- _Written instruction_
Beginning at the line containing "of the background", output every line to the end of the data below exactly as it appears.
++++ Rows ++++
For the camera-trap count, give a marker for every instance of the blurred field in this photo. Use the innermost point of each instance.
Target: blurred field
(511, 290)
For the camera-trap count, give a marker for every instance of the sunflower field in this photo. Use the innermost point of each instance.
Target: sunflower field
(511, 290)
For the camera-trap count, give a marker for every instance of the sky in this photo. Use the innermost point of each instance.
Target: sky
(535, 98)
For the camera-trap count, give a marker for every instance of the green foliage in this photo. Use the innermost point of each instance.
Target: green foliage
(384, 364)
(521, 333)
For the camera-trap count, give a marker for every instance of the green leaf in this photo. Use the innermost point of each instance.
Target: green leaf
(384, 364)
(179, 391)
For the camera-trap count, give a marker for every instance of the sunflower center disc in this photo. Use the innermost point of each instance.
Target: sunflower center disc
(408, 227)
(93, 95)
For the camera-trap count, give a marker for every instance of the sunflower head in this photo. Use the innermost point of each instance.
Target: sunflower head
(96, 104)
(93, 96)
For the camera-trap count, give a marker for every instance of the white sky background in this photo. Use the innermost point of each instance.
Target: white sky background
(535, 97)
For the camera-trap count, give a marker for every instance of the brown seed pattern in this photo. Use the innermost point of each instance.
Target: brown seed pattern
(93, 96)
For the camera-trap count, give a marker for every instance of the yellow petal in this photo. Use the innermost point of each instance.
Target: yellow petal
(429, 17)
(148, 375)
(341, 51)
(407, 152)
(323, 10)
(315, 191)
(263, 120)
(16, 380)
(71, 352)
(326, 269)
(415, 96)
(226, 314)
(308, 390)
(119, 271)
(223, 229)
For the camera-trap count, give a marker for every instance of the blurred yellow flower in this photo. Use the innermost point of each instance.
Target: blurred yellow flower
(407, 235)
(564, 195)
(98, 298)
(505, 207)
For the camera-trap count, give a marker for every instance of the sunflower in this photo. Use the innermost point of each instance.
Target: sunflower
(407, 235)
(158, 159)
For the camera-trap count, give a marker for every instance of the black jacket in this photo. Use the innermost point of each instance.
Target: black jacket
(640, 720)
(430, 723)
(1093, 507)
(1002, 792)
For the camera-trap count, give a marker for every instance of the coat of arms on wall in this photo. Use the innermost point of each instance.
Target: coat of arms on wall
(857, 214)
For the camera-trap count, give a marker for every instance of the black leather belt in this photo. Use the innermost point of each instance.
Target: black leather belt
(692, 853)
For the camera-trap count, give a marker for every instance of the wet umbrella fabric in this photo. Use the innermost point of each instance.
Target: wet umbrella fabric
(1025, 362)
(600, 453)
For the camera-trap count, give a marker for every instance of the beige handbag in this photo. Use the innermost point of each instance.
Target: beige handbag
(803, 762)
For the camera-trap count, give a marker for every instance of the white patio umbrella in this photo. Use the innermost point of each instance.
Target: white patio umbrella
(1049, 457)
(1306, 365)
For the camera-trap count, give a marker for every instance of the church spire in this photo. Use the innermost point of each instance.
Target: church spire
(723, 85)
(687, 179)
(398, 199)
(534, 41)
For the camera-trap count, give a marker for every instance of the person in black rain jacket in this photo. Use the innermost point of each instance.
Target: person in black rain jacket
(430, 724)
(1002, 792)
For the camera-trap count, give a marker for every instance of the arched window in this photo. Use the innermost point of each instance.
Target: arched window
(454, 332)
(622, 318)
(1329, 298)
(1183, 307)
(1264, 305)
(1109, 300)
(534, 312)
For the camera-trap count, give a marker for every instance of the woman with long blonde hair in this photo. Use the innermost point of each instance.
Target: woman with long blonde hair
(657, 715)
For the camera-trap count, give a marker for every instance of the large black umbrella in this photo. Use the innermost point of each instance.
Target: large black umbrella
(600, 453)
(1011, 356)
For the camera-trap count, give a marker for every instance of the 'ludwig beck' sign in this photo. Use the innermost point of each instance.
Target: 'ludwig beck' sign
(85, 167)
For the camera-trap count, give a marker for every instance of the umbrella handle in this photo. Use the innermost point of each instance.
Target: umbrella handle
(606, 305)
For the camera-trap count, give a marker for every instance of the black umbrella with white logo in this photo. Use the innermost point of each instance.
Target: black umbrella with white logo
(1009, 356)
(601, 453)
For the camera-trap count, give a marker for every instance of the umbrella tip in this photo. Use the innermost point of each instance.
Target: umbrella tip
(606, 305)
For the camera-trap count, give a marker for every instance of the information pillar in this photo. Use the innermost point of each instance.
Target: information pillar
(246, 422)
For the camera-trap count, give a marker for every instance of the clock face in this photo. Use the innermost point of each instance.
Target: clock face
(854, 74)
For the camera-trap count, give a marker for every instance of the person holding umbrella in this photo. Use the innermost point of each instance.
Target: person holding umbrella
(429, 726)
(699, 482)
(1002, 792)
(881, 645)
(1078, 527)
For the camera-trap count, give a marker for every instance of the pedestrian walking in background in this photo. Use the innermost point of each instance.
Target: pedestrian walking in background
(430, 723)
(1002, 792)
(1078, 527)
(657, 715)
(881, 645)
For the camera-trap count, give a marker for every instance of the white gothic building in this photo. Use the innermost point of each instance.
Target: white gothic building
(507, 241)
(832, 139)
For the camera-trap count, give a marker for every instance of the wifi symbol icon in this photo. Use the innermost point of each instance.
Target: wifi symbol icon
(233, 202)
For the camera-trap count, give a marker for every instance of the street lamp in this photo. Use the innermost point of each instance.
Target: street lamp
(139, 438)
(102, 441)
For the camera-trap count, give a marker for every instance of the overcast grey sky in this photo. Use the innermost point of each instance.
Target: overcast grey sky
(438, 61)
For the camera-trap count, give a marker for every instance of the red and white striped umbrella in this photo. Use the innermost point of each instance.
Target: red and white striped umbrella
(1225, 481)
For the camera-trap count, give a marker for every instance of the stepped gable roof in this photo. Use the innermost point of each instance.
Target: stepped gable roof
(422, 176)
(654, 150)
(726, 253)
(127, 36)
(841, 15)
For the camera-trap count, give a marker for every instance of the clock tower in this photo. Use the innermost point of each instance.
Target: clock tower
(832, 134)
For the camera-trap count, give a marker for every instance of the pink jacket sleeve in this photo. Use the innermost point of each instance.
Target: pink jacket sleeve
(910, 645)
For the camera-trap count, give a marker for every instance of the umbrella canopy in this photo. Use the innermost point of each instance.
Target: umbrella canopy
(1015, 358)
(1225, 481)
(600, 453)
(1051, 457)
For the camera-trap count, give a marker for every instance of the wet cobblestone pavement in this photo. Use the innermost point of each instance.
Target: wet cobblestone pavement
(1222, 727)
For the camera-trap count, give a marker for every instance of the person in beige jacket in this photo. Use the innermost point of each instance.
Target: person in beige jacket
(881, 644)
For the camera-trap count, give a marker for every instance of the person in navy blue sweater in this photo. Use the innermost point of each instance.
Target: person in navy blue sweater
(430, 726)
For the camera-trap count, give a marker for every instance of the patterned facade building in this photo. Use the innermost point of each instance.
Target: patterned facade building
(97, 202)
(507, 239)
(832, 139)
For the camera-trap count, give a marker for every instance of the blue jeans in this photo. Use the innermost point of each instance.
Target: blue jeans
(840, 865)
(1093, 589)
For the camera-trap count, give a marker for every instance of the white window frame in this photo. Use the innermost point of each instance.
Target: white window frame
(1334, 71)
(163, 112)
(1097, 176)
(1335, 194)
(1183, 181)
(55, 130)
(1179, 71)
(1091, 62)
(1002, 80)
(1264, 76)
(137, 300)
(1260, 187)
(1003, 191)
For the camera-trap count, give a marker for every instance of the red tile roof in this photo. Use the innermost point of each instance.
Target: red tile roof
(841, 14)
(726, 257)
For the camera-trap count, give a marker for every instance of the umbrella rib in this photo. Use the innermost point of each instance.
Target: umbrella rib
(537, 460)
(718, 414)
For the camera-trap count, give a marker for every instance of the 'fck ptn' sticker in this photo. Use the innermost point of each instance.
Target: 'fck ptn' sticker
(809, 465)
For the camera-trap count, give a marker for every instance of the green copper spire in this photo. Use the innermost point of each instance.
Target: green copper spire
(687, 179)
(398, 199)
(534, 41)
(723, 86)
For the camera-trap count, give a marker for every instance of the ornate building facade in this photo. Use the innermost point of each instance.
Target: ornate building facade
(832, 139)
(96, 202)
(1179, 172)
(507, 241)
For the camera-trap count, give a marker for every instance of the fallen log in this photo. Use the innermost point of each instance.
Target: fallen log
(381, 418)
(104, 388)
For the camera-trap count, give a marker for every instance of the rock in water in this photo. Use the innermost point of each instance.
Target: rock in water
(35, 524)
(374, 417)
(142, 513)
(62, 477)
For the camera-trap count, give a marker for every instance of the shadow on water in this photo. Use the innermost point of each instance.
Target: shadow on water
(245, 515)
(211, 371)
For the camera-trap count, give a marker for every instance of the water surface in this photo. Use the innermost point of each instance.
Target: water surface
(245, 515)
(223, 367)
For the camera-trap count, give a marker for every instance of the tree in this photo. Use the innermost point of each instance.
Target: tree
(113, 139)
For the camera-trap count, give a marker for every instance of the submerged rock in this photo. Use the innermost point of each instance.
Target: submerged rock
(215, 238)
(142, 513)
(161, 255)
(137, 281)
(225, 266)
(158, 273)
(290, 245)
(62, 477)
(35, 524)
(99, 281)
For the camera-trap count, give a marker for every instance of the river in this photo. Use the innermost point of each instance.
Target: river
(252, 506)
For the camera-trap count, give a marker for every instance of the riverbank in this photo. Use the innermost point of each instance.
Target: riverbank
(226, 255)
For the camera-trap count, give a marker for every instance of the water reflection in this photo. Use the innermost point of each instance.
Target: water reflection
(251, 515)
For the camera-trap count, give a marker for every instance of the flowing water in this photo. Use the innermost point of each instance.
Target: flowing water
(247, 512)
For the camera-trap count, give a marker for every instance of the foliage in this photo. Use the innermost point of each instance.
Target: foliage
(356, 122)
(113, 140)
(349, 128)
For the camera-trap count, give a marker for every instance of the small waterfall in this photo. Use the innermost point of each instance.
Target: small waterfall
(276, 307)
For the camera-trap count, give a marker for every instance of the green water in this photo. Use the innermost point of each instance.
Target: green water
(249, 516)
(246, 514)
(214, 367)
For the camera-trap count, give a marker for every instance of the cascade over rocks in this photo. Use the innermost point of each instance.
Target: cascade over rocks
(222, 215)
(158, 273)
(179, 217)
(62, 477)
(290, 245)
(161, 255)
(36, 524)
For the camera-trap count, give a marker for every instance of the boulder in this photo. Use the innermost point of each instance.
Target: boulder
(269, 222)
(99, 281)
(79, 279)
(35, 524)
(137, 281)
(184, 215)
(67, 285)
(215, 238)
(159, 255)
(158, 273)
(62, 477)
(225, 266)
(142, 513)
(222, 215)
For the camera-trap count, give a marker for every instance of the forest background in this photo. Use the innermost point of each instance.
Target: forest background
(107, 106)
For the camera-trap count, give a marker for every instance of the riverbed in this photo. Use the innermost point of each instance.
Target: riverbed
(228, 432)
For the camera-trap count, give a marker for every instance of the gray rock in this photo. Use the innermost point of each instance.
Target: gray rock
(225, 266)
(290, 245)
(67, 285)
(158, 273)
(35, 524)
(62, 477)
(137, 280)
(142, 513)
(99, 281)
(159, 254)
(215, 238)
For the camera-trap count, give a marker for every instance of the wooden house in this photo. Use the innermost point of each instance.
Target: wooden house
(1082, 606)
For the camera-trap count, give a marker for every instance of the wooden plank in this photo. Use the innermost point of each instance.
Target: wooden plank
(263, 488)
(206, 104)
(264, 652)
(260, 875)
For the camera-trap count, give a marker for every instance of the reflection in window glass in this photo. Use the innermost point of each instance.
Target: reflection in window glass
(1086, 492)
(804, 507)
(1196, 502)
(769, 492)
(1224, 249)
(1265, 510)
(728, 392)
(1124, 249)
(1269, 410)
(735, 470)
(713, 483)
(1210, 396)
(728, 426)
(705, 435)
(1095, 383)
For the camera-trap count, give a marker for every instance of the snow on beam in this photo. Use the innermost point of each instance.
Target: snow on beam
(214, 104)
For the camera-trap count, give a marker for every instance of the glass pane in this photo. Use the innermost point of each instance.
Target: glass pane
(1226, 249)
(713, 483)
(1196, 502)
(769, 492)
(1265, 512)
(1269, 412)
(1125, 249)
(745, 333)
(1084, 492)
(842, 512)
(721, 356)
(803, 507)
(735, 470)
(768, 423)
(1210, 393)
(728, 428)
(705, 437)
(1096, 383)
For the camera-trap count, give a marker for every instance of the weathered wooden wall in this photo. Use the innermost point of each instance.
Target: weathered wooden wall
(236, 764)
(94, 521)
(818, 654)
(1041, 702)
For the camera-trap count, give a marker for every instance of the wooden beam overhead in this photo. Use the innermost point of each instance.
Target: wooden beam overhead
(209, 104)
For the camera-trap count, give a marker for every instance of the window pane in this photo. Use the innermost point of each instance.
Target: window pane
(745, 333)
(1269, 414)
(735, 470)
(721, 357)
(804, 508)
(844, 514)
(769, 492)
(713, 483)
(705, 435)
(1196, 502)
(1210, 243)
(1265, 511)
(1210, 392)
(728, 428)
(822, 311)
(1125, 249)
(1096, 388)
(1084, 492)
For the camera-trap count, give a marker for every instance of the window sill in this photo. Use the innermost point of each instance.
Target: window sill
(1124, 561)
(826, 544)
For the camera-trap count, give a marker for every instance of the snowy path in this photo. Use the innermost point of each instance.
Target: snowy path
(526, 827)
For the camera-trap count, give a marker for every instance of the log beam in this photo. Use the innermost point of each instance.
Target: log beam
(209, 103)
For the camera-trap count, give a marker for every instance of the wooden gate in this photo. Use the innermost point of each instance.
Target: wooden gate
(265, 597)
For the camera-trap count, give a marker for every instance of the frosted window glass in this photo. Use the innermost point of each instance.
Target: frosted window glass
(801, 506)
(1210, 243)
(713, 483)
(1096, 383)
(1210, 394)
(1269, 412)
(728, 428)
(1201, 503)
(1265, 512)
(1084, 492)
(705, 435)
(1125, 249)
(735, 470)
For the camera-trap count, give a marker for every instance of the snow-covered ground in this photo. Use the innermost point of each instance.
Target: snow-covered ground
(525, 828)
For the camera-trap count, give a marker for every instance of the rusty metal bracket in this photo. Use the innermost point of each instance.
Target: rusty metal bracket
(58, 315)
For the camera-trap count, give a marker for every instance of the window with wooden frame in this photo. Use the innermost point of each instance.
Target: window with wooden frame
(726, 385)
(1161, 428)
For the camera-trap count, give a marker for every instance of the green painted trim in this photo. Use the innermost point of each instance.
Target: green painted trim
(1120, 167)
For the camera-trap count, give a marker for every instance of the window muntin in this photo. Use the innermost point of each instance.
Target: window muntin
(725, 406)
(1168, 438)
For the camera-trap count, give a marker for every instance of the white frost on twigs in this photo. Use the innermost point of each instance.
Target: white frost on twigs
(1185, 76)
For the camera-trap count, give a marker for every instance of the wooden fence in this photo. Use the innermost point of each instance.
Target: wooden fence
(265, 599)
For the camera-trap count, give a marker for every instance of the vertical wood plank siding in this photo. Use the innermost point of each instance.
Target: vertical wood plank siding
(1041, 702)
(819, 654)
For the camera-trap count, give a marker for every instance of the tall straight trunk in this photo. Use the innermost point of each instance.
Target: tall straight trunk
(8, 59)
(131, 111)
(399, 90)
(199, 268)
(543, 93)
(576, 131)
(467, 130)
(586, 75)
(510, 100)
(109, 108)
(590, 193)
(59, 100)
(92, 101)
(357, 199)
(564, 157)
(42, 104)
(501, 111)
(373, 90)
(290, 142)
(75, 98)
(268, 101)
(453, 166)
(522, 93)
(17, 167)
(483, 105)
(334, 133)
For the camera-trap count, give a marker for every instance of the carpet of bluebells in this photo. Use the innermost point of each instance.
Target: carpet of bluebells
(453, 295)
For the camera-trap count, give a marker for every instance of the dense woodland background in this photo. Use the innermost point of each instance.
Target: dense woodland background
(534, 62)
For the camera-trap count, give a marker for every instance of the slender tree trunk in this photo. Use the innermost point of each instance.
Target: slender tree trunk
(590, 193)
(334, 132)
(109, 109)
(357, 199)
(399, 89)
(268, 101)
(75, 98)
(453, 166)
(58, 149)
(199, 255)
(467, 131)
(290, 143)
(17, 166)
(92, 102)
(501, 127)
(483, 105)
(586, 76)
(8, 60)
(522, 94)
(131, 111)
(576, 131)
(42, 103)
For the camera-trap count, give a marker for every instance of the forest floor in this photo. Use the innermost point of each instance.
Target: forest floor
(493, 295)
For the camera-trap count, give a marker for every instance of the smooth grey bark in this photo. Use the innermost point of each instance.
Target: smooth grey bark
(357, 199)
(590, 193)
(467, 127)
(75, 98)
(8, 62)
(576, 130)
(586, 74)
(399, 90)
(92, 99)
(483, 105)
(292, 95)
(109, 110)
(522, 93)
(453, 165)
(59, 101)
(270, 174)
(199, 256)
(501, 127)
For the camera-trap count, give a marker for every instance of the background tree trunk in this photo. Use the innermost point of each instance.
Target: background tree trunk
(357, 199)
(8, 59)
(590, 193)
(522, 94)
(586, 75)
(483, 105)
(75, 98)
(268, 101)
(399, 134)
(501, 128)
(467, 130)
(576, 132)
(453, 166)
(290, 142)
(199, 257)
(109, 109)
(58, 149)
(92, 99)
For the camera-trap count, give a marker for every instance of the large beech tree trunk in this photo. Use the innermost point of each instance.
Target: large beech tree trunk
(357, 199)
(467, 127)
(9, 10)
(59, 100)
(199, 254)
++++
- _Correct output_
For the camera-trap count, give a marker for every instance of the background tree trunk in this photo. Use the innermost point of each instance.
Target: background tree trunk
(357, 199)
(8, 59)
(590, 193)
(522, 94)
(586, 75)
(483, 105)
(75, 98)
(268, 101)
(399, 134)
(501, 128)
(467, 130)
(576, 132)
(453, 166)
(290, 142)
(199, 257)
(109, 109)
(58, 149)
(92, 99)
For the camera-trap count, give a marker for every instance of the large beech tree trunk in this photo. Use the innermost point of each instance.
Target: large beech tree trunk
(357, 199)
(467, 127)
(9, 10)
(59, 100)
(199, 254)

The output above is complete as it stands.